### WHAT IS BEING ASKED
Rewrite the material below with every "even-odd" changed to "nonzero", leaving everything else untouched.

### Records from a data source
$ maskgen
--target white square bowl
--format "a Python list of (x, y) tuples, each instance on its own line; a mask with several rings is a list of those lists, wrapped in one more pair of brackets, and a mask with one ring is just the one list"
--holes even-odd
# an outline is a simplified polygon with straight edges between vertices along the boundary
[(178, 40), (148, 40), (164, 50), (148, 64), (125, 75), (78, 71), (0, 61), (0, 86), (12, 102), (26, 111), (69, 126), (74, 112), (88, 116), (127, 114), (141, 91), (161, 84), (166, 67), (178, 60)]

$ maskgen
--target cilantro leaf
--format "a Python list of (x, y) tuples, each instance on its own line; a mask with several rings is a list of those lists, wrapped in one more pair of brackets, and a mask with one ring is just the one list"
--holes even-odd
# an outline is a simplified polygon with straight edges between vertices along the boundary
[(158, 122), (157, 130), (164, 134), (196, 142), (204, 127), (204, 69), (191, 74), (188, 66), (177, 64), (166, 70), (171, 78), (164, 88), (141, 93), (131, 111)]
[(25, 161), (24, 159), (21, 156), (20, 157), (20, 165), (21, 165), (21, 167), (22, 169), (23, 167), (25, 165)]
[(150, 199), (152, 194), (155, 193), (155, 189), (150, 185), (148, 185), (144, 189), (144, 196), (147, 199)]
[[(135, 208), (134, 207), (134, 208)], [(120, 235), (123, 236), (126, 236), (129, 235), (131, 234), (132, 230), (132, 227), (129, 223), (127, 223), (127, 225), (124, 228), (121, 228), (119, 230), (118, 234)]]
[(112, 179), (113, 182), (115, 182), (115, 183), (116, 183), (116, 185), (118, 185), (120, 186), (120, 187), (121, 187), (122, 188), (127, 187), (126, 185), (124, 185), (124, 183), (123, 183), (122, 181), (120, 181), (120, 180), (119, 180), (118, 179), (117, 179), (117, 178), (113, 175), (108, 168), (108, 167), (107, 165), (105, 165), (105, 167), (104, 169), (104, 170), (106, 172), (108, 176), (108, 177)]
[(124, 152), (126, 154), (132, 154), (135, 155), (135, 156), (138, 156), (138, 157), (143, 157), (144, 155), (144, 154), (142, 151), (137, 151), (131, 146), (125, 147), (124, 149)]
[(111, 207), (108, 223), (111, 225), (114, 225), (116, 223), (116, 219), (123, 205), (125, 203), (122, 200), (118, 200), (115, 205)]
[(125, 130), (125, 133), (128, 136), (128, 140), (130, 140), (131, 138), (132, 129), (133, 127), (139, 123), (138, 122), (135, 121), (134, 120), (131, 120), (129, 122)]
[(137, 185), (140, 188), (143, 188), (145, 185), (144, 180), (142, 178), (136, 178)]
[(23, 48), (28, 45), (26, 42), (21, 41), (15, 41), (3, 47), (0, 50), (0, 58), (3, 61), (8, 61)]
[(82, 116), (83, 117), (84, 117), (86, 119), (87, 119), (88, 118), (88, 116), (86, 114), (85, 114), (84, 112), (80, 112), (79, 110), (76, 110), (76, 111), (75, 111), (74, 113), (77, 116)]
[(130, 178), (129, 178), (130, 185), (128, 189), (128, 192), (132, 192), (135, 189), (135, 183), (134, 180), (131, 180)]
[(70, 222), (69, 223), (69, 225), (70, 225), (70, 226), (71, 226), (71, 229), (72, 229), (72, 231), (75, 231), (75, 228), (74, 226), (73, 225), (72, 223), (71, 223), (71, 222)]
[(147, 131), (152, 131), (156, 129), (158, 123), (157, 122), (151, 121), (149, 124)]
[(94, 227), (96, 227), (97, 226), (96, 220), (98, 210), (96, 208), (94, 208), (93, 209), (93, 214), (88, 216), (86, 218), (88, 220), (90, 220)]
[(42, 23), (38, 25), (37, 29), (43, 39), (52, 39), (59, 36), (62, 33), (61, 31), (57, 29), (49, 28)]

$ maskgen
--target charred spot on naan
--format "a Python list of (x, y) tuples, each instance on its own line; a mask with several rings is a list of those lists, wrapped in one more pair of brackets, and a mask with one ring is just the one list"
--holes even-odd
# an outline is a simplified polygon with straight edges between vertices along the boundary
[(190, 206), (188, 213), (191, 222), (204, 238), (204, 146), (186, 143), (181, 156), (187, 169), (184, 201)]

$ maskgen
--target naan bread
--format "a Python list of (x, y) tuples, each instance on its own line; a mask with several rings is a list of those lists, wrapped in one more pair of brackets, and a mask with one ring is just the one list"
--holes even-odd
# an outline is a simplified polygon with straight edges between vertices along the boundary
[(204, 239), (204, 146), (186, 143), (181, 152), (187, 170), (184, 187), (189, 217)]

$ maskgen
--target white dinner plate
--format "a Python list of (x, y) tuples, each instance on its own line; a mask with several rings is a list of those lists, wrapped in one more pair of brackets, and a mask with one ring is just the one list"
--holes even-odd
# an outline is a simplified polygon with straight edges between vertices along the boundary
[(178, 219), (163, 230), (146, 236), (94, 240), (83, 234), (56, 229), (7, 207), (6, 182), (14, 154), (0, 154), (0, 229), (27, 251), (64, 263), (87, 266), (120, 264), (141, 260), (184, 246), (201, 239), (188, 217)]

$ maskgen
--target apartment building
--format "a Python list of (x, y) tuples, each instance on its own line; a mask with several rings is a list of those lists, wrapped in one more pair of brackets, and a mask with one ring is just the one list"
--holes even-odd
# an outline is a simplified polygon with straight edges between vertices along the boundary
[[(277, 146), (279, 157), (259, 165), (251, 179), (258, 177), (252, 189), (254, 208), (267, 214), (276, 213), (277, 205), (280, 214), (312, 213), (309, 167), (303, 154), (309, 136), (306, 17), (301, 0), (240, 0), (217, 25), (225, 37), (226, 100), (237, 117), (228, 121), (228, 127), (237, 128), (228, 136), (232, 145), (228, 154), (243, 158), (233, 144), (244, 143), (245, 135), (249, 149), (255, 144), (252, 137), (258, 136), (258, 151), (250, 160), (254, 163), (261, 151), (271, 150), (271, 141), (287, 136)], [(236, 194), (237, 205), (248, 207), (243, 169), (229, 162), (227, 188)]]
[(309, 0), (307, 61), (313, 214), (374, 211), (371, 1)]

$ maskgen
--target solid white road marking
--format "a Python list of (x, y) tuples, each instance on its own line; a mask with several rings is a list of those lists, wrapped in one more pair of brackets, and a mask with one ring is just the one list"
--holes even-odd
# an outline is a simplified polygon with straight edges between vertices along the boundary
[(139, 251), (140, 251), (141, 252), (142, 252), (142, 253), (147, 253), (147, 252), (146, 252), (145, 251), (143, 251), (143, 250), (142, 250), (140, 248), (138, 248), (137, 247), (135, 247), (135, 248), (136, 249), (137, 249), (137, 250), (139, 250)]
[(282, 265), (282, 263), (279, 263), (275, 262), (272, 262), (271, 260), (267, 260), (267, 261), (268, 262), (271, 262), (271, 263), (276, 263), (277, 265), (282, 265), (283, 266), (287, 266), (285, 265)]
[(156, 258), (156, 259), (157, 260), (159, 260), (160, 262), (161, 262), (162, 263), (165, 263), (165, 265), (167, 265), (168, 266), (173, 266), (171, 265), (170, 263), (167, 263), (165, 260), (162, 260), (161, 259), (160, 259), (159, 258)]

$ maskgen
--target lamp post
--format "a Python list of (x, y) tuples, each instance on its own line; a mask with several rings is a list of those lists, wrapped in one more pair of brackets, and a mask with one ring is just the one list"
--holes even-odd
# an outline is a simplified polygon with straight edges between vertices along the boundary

### OUTPUT OF THE EXERCISE
$ maskgen
--target white square bowl
--format "a Python list of (x, y) tuples, each instance on its own line; a mask with several rings is a list of those lists, wrapped in one more pair of brackets, and a mask with one ring is just the one list"
--holes nonzero
# an outline is a simplified polygon with straight edges between vertices along the boundary
[(178, 40), (148, 40), (164, 50), (148, 64), (125, 75), (78, 71), (0, 61), (0, 86), (12, 102), (26, 111), (69, 126), (74, 112), (88, 116), (127, 114), (141, 91), (161, 84), (166, 67), (178, 60)]

$ maskgen
--target cilantro leaf
--format "a Python list of (x, y) tuples, each instance on its own line; a mask with several rings is a list of those lists, wrapped in one more pair of brackets, and a mask with one ring is just the one list"
--holes nonzero
# an outline is a simplified polygon with straight edges between vertices along the boundary
[(158, 122), (157, 130), (164, 134), (196, 142), (204, 127), (204, 69), (191, 74), (188, 66), (177, 64), (166, 70), (171, 78), (164, 88), (141, 93), (131, 111)]
[(25, 161), (24, 159), (21, 156), (20, 157), (20, 165), (21, 165), (21, 167), (22, 169), (23, 167), (25, 165)]
[(150, 199), (152, 194), (155, 193), (155, 189), (150, 185), (148, 185), (144, 189), (144, 196), (147, 199)]
[[(135, 208), (134, 207), (134, 208)], [(120, 235), (123, 236), (126, 236), (129, 235), (131, 234), (132, 230), (132, 227), (129, 223), (127, 223), (127, 225), (124, 228), (121, 228), (119, 230), (118, 234)]]
[(112, 179), (113, 182), (115, 182), (115, 183), (116, 183), (116, 185), (118, 185), (120, 186), (120, 187), (121, 187), (122, 188), (127, 187), (126, 185), (124, 185), (124, 183), (123, 183), (122, 181), (120, 181), (120, 180), (119, 180), (118, 179), (117, 179), (117, 178), (113, 175), (108, 168), (108, 167), (107, 165), (105, 165), (105, 167), (104, 169), (104, 170), (106, 172), (108, 176), (108, 177)]
[(124, 152), (126, 154), (132, 154), (135, 155), (135, 156), (138, 156), (138, 157), (143, 157), (144, 155), (144, 154), (142, 151), (137, 151), (131, 146), (125, 147), (124, 149)]
[(111, 207), (108, 223), (111, 225), (114, 225), (116, 223), (116, 219), (123, 205), (125, 203), (122, 200), (118, 200), (115, 205)]
[(125, 130), (125, 133), (128, 136), (128, 140), (130, 140), (131, 138), (132, 129), (133, 127), (139, 123), (138, 122), (135, 121), (134, 120), (131, 120), (129, 122)]
[(137, 185), (140, 188), (143, 188), (145, 185), (144, 180), (142, 178), (136, 178)]
[(23, 48), (28, 45), (26, 42), (21, 41), (15, 41), (3, 47), (0, 50), (0, 58), (3, 61), (8, 61)]
[(82, 116), (83, 117), (84, 117), (86, 119), (87, 119), (88, 118), (88, 116), (86, 114), (85, 114), (84, 112), (80, 112), (79, 110), (76, 110), (76, 111), (75, 111), (74, 113), (77, 116)]
[(130, 178), (129, 178), (130, 185), (128, 189), (128, 192), (132, 192), (135, 189), (135, 183), (134, 180), (131, 180)]
[(70, 222), (69, 223), (69, 225), (70, 225), (70, 226), (71, 226), (71, 229), (72, 229), (72, 231), (75, 231), (75, 228), (74, 226), (73, 225), (72, 223), (71, 223), (71, 222)]
[(147, 131), (152, 131), (156, 129), (158, 123), (157, 122), (151, 121), (149, 124)]
[(94, 227), (96, 227), (97, 226), (96, 220), (98, 210), (96, 208), (94, 208), (93, 209), (93, 214), (88, 216), (86, 218), (88, 220), (90, 220)]
[(42, 23), (38, 25), (37, 29), (43, 39), (52, 39), (59, 36), (62, 33), (61, 31), (57, 29), (49, 28)]

$ maskgen
--target charred spot on naan
--format "a Python list of (x, y) tuples, each instance on its own line; a mask with several rings is a list of those lists, wrapped in one more pair of brackets, and a mask with one ring is just the one list"
--holes nonzero
# an outline is a simplified polygon with straight edges between vertices along the boundary
[(190, 206), (188, 213), (191, 222), (204, 238), (204, 146), (186, 143), (181, 156), (187, 169), (184, 201)]

$ maskgen
--target naan bread
--format "a Python list of (x, y) tuples, each instance on its own line; a mask with several rings is a list of those lists, wrapped in one more pair of brackets, and a mask with one ring is just the one list"
--holes nonzero
# an outline is a simplified polygon with straight edges between vertices along the boundary
[(204, 239), (204, 146), (186, 143), (181, 152), (187, 170), (184, 187), (189, 217)]

$ maskgen
--target white dinner plate
--format "a Python list of (x, y) tuples, each instance on its own line; a mask with several rings is a list of those lists, wrapped in one more pair of brackets, and a mask with one ring is just the one list"
--holes nonzero
# an outline is a simplified polygon with straight edges between vertices along the boundary
[(178, 219), (163, 230), (146, 236), (94, 240), (83, 234), (56, 229), (7, 207), (6, 182), (14, 154), (0, 154), (0, 229), (27, 251), (64, 263), (87, 266), (120, 264), (141, 260), (184, 246), (201, 239), (188, 217)]

$ maskgen
--target apartment building
--format "a Python list of (x, y) tuples, each instance on its own line; a mask with several rings is a list of those lists, wrapped in one more pair of brackets, and a mask with one ring is just the one list"
--holes nonzero
# an outline is a simplified polygon with straight edges between vertices along the boundary
[[(277, 146), (279, 157), (259, 165), (251, 179), (258, 177), (252, 189), (254, 208), (267, 214), (276, 213), (277, 205), (280, 214), (312, 213), (309, 167), (303, 154), (309, 136), (306, 17), (301, 0), (240, 0), (217, 25), (225, 37), (226, 100), (237, 117), (228, 121), (228, 127), (237, 128), (228, 136), (232, 145), (228, 154), (243, 158), (233, 144), (244, 143), (245, 135), (249, 149), (255, 144), (252, 137), (258, 136), (258, 151), (250, 160), (254, 163), (261, 151), (271, 150), (271, 141), (287, 136)], [(236, 194), (237, 205), (248, 207), (243, 169), (229, 162), (227, 188)]]
[(309, 0), (307, 61), (313, 214), (374, 211), (371, 1)]

$ maskgen
--target solid white road marking
--format "a Python list of (x, y) tuples, each instance on its own line; a mask with several rings is a list of those lists, wrapped in one more pair of brackets, and a mask with one ring is just the one list"
--holes nonzero
# an outline is a simplified polygon with straight edges between vertices along the boundary
[(139, 251), (140, 251), (141, 252), (142, 252), (142, 253), (147, 253), (147, 252), (146, 252), (145, 251), (143, 251), (143, 250), (142, 250), (140, 248), (138, 248), (137, 247), (135, 247), (135, 248), (136, 249), (137, 249), (137, 250), (139, 250)]
[(282, 265), (282, 263), (279, 263), (275, 262), (272, 262), (271, 260), (267, 260), (267, 261), (268, 262), (271, 262), (271, 263), (276, 263), (277, 265), (282, 265), (283, 266), (287, 266), (285, 265)]
[(156, 258), (156, 259), (157, 260), (159, 260), (160, 262), (161, 262), (162, 263), (165, 263), (165, 265), (167, 265), (168, 266), (173, 266), (171, 265), (170, 263), (167, 263), (165, 260), (162, 260), (161, 259), (160, 259), (159, 258)]

$ maskgen
--target lamp post
--format "a Python list of (x, y) tuples, each instance on its own line; a mask with several rings is a list of those lists, wrapped in one more pair of brackets, and a mask with one ring is just the one list"
--holes nonzero
# an outline is a simplified polygon with straight edges between vertices along the boundary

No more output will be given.